=== Problem to solve ===
Rewrite the records below, replacing each "Report" with "Result" and leaving everything else unchanged.
** Start of Entries provided **
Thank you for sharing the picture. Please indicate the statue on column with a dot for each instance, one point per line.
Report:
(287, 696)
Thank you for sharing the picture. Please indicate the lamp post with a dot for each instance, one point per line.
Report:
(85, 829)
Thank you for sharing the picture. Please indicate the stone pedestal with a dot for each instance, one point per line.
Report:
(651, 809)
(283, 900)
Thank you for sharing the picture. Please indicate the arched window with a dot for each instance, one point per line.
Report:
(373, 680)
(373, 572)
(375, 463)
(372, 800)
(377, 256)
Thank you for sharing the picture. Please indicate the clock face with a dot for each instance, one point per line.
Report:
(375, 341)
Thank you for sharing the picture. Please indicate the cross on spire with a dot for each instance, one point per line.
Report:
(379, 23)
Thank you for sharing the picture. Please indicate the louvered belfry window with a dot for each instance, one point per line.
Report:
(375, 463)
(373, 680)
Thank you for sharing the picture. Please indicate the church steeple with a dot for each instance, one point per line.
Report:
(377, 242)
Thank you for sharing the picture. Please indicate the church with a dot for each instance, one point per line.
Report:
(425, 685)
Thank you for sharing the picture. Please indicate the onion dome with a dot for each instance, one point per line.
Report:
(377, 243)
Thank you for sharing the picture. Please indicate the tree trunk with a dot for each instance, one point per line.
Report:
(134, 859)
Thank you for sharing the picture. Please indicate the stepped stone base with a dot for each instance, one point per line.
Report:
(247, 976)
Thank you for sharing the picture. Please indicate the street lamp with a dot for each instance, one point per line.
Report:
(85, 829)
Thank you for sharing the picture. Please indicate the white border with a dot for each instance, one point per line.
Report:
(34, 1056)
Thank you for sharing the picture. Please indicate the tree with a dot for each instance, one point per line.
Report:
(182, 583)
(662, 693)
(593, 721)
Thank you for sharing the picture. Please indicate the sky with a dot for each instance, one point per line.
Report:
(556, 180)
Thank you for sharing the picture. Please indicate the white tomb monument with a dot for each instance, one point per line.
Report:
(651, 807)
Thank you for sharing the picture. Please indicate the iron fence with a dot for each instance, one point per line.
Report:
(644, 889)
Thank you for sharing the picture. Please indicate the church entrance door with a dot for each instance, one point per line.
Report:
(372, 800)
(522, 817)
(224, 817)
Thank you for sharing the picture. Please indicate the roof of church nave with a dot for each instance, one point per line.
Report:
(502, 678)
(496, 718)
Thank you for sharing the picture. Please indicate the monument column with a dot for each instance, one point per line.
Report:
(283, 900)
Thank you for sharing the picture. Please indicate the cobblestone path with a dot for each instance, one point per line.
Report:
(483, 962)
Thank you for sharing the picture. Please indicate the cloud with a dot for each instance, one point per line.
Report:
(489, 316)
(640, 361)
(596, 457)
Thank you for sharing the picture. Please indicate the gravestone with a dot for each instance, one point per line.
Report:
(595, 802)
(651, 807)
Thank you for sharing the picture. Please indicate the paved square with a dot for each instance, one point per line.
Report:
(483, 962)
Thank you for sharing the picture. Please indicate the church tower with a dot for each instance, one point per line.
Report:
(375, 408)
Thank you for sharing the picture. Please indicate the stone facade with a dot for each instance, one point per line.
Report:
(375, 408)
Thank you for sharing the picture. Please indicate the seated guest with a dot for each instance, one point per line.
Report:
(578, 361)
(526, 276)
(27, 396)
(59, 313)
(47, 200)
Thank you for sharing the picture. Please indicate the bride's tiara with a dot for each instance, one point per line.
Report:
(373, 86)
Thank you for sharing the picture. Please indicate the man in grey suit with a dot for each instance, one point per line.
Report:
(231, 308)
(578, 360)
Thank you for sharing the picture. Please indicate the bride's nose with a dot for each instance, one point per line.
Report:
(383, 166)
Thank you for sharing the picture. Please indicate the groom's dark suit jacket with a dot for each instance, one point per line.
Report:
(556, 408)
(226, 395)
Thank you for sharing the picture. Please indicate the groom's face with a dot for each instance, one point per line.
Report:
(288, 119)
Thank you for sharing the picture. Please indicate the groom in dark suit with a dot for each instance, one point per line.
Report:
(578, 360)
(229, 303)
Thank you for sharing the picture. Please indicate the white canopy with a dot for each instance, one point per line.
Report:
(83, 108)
** End of Entries provided **
=== Solved exercise ===
Thank you for sharing the picture. Please indicate the statue on column with a dot for each instance, one point per line.
Result:
(287, 696)
Thank you for sharing the picture. Please indicate the lamp post with a dot for each instance, one point per line.
Result:
(85, 829)
Thank you for sharing the picture. Please indicate the stone pedestal with a dot for each instance, one point per line.
Result:
(651, 809)
(283, 900)
Thank you for sharing the picture. Please indicate the arched window with a dot for each instance, one point per line.
Result:
(373, 680)
(373, 572)
(375, 463)
(372, 800)
(377, 256)
Thank you for sharing the picture. Please indicate the clock face with a dot for each instance, one point per line.
Result:
(375, 341)
Thank you for sharing the picture. Please indicate the cross on spire with a dot for each instance, one point per line.
Result:
(379, 23)
Thank you for sharing the picture. Please indicate the louvered belfry window with a dot for each instance, one point per line.
Result:
(375, 463)
(373, 680)
Thank you for sharing the picture. Please indicate the church steeple with a dot for each instance, one point per line.
Result:
(377, 242)
Thank you for sharing the picture. Please indicate the church with a dot for each instance, one point per line.
Result:
(425, 685)
Thank you for sharing the picture. Please indicate the onion dome with a dot for each instance, one point per line.
Result:
(377, 243)
Thank you for sharing the picture. Please indicate the tree trunk with a dot for each instance, one point per line.
Result:
(134, 859)
Thank you for sharing the picture. Please indicate the stepped stone base with a dot for each instance, one point per line.
Result:
(247, 976)
Thank you for sharing the picture. Please indicate the street lamp with a dot for each instance, one point per line.
Result:
(85, 829)
Thank you for sharing the picture. Please indicate the white border with a dot for each instance, one point per line.
Result:
(34, 1056)
Thank you for sharing the picture. Please indicate the tree with a dot for each instance, one point per line.
Result:
(182, 583)
(662, 693)
(593, 721)
Thank you for sharing the picture. Please indicate the sky with a dot for each instance, one point per line.
Result:
(556, 180)
Thank you for sharing the picture. Please indicate the white tomb monument with a dot for each instance, one point per line.
Result:
(651, 807)
Thank you for sharing the picture. Please indicate the iron fence with a dot for each instance, one point per line.
Result:
(644, 889)
Thank you for sharing the picture. Please indicate the church entrance door with a dot for each instance, one point per line.
Result:
(372, 800)
(522, 817)
(224, 817)
Thank you for sharing the picture. Please indicate the roof of church nave with a dot for each instance, one point per line.
Result:
(502, 678)
(496, 718)
Thank you for sharing the picture. Please indicate the monument column with a dot for each instance, one point per line.
Result:
(283, 900)
Thank you for sharing the picture. Please indicate the cobblestone path with a dot for each instance, one point per line.
Result:
(483, 962)
Thank you for sharing the picture. Please indicate the cloud with a dot for each instance, one point per line.
Result:
(489, 316)
(640, 361)
(596, 457)
Thank you for sharing the picture. Please indicate the gravestone with a dot for each instance, one point per line.
Result:
(595, 802)
(651, 807)
Thank you for sharing the picture. Please indicate the paved square with a dot for each instance, one point per line.
Result:
(483, 962)
Thank you for sharing the picture. Please indicate the church tower with a dot for each instance, one point per line.
Result:
(375, 408)
Thank you for sharing the picture. Please indicate the stone facade with a dot for each instance, one point per line.
Result:
(375, 408)
Thank you for sharing the picture. Please indicate the seated guest with a dot for each instance, one point per line.
Result:
(578, 361)
(526, 276)
(27, 396)
(59, 313)
(47, 200)
Thank you for sharing the picture. Please indicate the bride's tiara with a dot for each instance, one point per line.
Result:
(373, 86)
Thank you for sharing the picture. Please indicate the man in grey suit with a dot for each instance, one point per line.
Result:
(231, 308)
(578, 360)
Thank you for sharing the picture. Please indicate the bride's nose with a dot for each instance, one point per line.
Result:
(383, 166)
Thank you for sharing the picture. Please indicate the groom's dark suit jacket with a dot for each instance, one point per line.
Result:
(556, 408)
(226, 395)
Thank you for sharing the picture. Please indicate the groom's face with a dot for each instance, one point per line.
Result:
(288, 119)
Thank you for sharing the picture. Please indicate the groom in dark suit with a dot for each instance, one point per line.
Result:
(578, 360)
(229, 303)
Thank you for sharing the picture. Please indicate the white canopy with a dot for each instance, one point per line.
Result:
(83, 108)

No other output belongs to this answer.